DATA PROVIDED Block Start
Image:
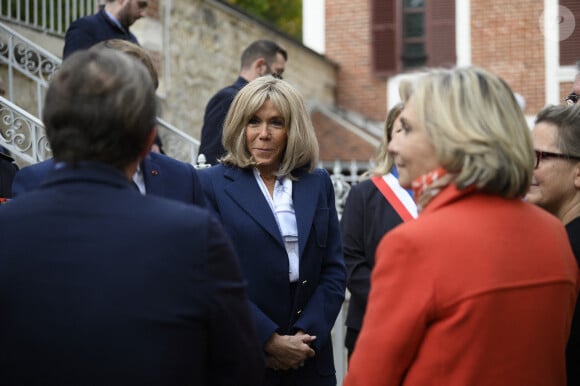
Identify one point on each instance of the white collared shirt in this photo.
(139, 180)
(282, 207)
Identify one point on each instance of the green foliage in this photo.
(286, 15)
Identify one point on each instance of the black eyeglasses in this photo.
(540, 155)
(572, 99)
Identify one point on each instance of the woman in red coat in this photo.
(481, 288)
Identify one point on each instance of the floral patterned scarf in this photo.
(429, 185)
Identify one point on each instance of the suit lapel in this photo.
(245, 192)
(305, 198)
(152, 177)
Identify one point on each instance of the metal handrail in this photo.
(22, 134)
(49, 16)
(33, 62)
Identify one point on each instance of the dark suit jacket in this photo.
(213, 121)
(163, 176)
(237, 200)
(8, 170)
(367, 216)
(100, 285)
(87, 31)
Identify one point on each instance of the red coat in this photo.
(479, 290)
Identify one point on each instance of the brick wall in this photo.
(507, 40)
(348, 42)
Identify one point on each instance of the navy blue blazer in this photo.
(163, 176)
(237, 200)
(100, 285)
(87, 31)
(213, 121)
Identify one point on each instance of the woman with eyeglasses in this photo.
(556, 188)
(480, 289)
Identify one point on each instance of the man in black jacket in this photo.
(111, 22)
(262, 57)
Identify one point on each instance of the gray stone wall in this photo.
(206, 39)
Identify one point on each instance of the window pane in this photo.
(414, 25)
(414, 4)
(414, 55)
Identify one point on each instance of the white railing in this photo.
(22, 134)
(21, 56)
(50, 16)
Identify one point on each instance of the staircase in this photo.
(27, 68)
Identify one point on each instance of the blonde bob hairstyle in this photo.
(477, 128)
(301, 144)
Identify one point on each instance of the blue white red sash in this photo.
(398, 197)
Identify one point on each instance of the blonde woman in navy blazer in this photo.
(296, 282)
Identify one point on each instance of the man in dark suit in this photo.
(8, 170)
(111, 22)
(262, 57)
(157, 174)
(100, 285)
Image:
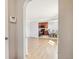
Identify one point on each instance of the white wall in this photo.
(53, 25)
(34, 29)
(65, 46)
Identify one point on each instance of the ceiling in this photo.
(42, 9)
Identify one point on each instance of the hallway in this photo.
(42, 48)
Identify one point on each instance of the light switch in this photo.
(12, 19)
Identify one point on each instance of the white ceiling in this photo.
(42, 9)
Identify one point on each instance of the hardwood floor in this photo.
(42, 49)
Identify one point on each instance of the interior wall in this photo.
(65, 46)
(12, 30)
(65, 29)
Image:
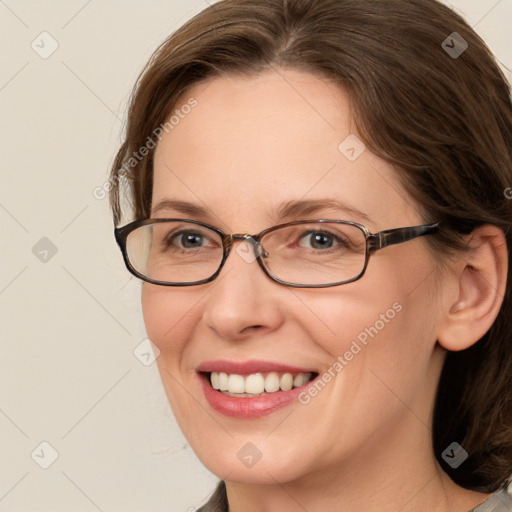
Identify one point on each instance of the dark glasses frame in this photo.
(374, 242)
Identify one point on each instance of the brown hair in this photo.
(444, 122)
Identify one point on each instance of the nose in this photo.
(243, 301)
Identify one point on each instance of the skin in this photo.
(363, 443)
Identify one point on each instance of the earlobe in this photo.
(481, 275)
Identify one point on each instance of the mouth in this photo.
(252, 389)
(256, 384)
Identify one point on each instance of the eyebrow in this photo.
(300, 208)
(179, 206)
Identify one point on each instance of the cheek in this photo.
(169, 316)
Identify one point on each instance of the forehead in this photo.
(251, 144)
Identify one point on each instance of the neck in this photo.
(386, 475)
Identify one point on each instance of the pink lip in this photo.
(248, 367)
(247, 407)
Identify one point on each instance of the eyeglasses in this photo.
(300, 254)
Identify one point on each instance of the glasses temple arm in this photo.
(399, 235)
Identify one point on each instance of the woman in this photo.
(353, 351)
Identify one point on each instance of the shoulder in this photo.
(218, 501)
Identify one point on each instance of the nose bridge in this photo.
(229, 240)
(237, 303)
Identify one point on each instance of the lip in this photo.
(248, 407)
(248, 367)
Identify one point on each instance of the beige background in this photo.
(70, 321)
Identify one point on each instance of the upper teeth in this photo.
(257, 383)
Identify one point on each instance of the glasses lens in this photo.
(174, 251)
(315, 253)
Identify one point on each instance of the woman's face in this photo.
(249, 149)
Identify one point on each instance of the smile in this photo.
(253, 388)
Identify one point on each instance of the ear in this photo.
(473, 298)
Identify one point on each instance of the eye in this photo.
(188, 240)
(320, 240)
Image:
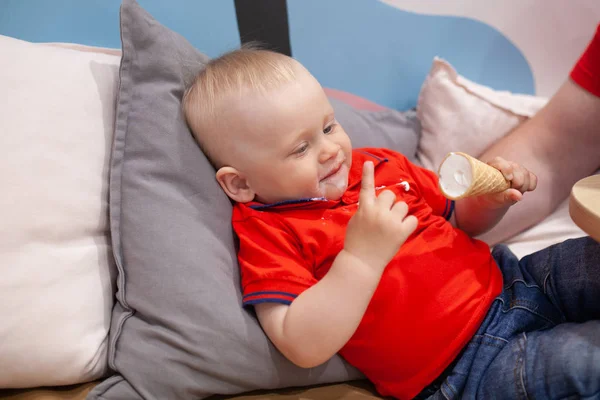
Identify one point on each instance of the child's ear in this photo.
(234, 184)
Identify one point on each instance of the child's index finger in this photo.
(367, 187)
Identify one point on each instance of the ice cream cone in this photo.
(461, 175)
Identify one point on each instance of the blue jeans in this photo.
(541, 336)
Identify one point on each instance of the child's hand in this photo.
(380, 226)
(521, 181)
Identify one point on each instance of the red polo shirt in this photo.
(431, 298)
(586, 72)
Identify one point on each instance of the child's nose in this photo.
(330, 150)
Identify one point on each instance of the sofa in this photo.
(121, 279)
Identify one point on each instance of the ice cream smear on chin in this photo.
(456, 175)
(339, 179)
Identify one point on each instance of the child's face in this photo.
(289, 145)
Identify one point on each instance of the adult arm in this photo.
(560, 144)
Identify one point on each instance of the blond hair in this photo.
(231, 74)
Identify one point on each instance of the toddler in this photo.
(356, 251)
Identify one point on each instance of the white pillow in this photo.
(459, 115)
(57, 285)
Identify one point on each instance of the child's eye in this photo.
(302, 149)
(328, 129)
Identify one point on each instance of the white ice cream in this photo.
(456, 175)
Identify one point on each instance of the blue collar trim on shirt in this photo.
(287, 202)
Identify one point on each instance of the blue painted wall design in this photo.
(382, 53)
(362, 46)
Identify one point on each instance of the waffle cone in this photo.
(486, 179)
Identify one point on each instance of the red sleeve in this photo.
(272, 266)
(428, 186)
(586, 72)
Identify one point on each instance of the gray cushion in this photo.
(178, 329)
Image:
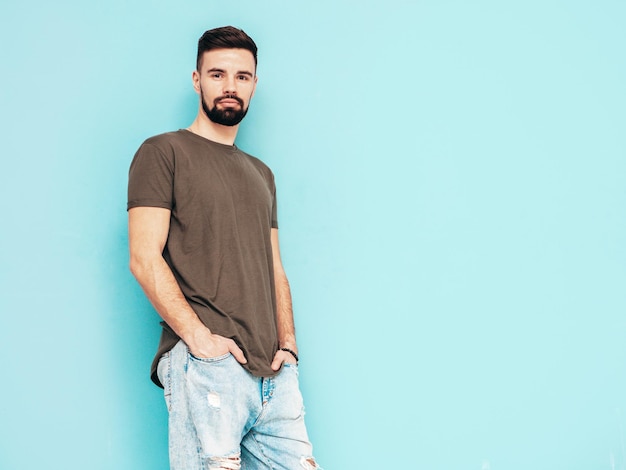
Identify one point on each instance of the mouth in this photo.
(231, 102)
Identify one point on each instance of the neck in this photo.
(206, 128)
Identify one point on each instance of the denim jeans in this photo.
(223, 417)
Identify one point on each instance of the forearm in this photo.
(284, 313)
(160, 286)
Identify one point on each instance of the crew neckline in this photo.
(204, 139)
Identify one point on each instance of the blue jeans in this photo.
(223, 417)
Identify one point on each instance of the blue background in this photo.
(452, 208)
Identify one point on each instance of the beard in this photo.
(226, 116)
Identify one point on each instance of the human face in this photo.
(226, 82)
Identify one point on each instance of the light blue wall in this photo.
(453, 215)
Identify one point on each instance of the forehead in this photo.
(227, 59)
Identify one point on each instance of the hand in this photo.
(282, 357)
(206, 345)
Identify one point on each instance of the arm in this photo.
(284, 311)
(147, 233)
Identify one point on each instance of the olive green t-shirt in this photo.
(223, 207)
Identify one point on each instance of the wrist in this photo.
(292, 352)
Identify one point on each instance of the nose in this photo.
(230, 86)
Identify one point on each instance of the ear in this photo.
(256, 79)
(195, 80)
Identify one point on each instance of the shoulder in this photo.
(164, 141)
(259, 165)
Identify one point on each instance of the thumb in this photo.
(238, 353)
DATA PROVIDED Block End
DATA PROVIDED Block Start
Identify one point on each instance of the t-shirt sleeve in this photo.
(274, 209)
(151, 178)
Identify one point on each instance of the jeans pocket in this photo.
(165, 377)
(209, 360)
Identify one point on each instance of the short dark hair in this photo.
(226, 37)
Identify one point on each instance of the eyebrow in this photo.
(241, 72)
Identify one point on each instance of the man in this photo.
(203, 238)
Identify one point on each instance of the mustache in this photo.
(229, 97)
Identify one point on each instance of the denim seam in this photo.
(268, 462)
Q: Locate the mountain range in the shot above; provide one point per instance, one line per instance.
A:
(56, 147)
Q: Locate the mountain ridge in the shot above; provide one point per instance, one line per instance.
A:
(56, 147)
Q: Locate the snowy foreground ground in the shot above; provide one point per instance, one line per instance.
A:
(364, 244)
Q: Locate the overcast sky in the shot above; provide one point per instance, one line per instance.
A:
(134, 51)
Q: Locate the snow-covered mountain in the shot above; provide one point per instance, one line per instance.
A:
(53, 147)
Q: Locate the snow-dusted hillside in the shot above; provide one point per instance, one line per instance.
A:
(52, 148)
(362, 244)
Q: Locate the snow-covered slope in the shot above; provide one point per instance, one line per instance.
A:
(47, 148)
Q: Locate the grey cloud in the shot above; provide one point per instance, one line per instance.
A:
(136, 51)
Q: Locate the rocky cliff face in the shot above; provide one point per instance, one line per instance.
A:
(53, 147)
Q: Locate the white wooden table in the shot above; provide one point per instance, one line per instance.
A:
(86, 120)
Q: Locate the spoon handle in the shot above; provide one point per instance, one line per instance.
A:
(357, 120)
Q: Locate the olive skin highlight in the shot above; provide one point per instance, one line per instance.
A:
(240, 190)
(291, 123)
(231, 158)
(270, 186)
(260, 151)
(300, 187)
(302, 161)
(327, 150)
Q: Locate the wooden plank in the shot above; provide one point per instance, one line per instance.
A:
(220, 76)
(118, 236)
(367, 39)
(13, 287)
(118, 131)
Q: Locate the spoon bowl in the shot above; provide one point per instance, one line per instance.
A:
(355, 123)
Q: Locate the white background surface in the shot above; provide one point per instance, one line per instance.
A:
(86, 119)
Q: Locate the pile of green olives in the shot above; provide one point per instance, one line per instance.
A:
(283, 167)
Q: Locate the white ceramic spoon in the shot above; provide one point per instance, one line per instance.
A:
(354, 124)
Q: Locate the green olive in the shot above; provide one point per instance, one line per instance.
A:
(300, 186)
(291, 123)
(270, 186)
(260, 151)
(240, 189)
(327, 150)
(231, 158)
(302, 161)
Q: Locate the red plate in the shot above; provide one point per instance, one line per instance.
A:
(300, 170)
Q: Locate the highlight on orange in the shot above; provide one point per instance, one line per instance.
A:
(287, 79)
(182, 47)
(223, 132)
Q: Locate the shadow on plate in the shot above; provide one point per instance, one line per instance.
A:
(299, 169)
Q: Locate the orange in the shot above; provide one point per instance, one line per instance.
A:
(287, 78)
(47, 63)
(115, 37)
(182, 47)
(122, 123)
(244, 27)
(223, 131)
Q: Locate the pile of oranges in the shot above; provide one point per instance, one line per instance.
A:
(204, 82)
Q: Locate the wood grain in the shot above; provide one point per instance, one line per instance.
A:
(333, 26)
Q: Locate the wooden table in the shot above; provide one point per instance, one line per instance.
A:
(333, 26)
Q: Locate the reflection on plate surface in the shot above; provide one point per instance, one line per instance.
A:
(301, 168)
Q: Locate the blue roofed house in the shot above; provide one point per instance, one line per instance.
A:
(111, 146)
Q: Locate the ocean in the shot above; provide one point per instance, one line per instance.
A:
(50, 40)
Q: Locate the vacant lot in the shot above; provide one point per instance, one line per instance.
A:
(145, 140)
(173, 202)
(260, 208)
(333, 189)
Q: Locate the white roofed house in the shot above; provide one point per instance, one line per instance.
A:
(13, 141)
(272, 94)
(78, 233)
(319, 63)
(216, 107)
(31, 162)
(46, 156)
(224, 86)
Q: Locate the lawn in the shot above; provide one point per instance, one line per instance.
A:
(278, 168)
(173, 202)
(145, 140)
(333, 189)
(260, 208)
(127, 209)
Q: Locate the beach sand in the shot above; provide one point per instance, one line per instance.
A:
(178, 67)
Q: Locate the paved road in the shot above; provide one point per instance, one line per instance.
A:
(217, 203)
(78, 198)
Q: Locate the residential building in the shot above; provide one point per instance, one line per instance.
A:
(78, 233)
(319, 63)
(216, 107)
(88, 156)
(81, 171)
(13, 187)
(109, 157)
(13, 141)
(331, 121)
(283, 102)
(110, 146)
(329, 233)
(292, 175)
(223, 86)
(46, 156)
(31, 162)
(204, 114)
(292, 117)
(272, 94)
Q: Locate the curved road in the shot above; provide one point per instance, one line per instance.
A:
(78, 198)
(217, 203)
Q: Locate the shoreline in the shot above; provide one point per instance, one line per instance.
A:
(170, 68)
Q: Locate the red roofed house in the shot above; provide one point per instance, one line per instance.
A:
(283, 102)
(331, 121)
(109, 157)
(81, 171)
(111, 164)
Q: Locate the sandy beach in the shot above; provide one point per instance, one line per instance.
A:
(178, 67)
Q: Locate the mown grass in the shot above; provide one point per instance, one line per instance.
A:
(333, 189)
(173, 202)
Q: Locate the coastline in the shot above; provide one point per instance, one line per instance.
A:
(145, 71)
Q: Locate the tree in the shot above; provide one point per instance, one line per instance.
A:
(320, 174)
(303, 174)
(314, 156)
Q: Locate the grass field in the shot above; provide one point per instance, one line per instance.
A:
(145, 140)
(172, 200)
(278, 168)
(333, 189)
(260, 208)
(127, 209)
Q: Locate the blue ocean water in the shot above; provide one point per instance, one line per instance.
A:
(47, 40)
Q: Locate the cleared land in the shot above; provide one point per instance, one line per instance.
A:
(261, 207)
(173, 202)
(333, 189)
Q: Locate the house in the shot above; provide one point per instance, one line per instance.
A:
DATA PROVIDED Block End
DATA PROVIDED Block Start
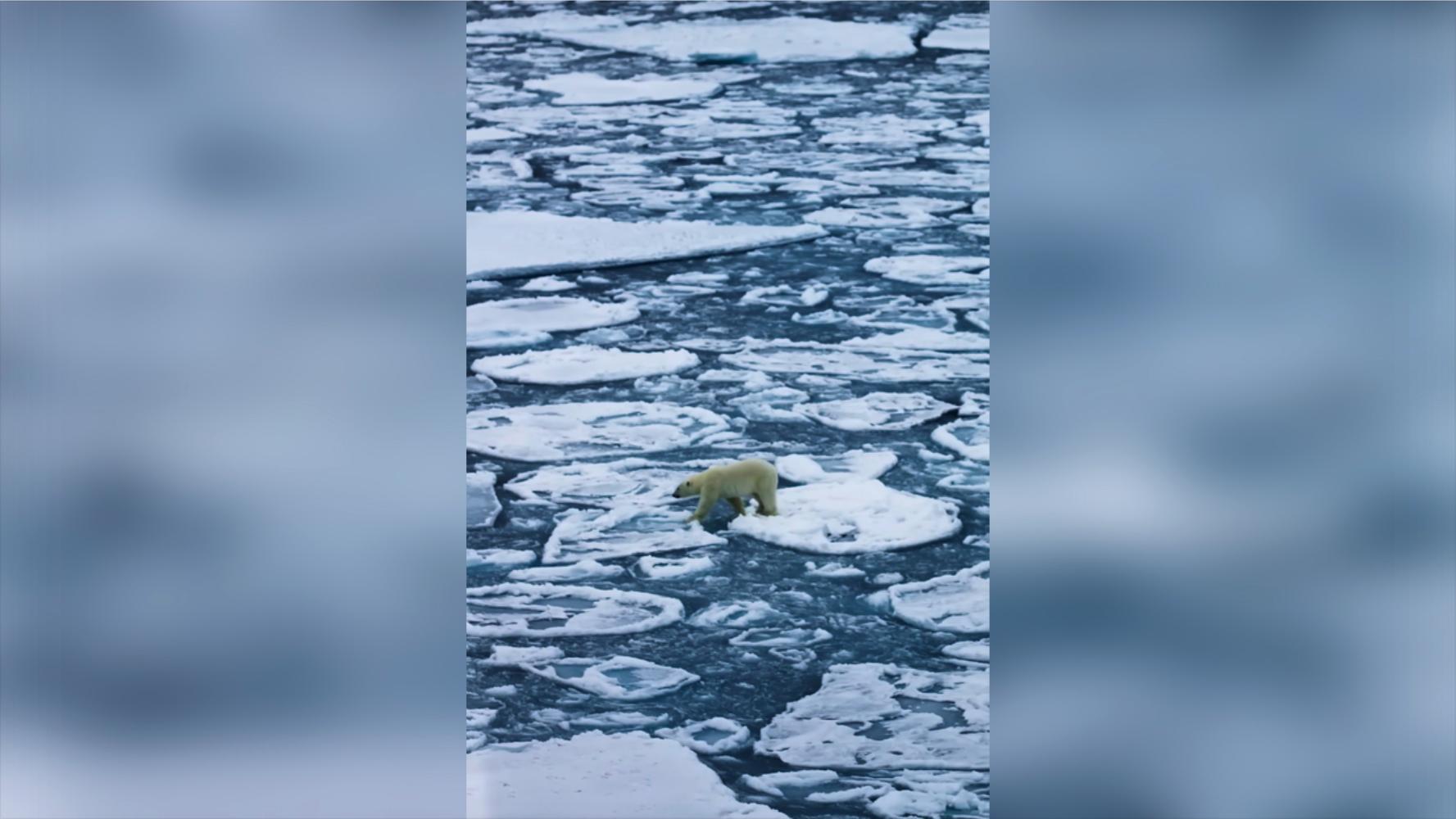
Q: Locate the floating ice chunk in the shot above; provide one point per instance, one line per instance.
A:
DATA PROVIDED Block End
→ WHAT TO DO: What is needed is a copy of every line above in which "table" appears.

→ RESULT:
Q: Locate the white wooden table in the shot above; provide one point per instance, one line per instance.
Q: Locate the wooden table in the shot above; provide one point per instance, one line per instance.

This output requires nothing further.